• EXTRACT TO READ
Ensure your `parsers.conf` file includes both the built-in `docker` parser and the `generic_json_parser` definition so the tail input can decode Docker log metadata before emitting HTTP transactions.

This approach requires more complex path management and may have permission issues. The forward protocol approach is recommended.

### Best Practices

1. **Start Small**: Begin with error-only capture or specific domains, then expand
2. **Set TTLs**: Always configure lifecycle policies (90 days recommended)
3. **Monitor Volume**: Track storage growth and adjust filtering as needed
4. **Secure Credentials**: Use `AWS_ACCESS_KEY_ID` and `AWS_SECRET_ACCESS_KEY` environment variables — never hardcode credentials in configuration files. Rotate keys regularly
5. **Compress**: Enable gzip compression for S3 uploads
6. **Batch Uploads**: Use appropriate `total_file_size` (50M default)

• STORED DATA
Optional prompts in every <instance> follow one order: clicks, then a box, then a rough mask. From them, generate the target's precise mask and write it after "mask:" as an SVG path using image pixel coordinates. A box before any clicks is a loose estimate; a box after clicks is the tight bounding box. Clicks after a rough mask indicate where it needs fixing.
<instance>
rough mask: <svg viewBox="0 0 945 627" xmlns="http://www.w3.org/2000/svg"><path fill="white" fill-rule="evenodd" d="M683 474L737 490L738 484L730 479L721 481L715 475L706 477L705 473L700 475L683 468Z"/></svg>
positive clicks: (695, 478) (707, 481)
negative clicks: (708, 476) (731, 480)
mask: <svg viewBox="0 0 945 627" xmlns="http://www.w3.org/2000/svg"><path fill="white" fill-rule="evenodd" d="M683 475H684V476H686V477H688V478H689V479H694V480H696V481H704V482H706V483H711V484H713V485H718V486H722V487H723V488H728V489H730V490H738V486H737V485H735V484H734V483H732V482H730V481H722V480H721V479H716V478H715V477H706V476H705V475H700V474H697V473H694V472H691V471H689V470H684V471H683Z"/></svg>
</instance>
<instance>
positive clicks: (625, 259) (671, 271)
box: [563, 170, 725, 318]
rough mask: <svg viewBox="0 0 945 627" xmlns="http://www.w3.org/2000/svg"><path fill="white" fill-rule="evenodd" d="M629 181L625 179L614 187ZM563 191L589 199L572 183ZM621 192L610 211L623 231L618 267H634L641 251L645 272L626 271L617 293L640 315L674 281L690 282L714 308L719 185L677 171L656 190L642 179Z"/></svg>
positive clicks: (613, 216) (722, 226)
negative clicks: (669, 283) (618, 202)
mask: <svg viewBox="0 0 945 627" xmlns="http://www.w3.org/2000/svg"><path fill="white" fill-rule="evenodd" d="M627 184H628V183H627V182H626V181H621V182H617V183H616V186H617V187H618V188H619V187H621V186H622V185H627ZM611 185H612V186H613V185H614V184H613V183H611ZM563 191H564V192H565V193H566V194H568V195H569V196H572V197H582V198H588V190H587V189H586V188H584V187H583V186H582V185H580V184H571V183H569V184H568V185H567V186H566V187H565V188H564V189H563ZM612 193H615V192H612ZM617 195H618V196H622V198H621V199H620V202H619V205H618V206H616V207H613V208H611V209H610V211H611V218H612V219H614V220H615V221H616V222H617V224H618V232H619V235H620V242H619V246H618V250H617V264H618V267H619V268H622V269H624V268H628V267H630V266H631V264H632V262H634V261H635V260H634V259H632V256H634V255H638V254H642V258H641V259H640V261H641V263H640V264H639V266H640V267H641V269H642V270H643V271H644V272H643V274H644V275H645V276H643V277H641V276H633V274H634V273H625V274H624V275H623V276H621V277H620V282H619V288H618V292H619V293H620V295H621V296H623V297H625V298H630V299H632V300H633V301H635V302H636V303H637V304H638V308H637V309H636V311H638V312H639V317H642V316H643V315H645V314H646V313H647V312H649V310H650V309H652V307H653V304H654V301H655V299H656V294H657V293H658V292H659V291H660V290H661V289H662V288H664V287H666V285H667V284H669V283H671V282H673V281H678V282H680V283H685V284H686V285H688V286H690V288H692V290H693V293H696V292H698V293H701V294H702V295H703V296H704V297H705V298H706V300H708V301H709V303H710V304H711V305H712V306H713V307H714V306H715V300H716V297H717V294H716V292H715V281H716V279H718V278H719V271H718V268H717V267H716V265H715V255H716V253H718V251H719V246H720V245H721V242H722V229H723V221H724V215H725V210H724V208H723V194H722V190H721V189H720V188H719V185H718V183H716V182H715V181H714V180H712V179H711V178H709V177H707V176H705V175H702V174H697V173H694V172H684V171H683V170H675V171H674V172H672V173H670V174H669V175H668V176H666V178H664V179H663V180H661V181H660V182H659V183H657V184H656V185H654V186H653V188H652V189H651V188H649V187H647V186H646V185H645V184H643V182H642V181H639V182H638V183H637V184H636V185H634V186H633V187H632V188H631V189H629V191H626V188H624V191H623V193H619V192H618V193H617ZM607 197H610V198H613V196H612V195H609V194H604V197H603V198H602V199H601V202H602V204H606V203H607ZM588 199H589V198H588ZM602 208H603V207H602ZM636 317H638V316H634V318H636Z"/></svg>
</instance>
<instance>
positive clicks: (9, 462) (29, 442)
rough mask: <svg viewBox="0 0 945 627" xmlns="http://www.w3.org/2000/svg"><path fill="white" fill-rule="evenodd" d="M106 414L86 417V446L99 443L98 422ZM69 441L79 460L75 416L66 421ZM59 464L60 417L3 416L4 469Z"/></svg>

• WHAT NEEDS TO BE DONE
List every bold practice name under the "Best Practices" heading of the log configuration text above.

• EXERCISE SOLUTION
Start Small
Set TTLs
Monitor Volume
Secure Credentials
Compress
Batch Uploads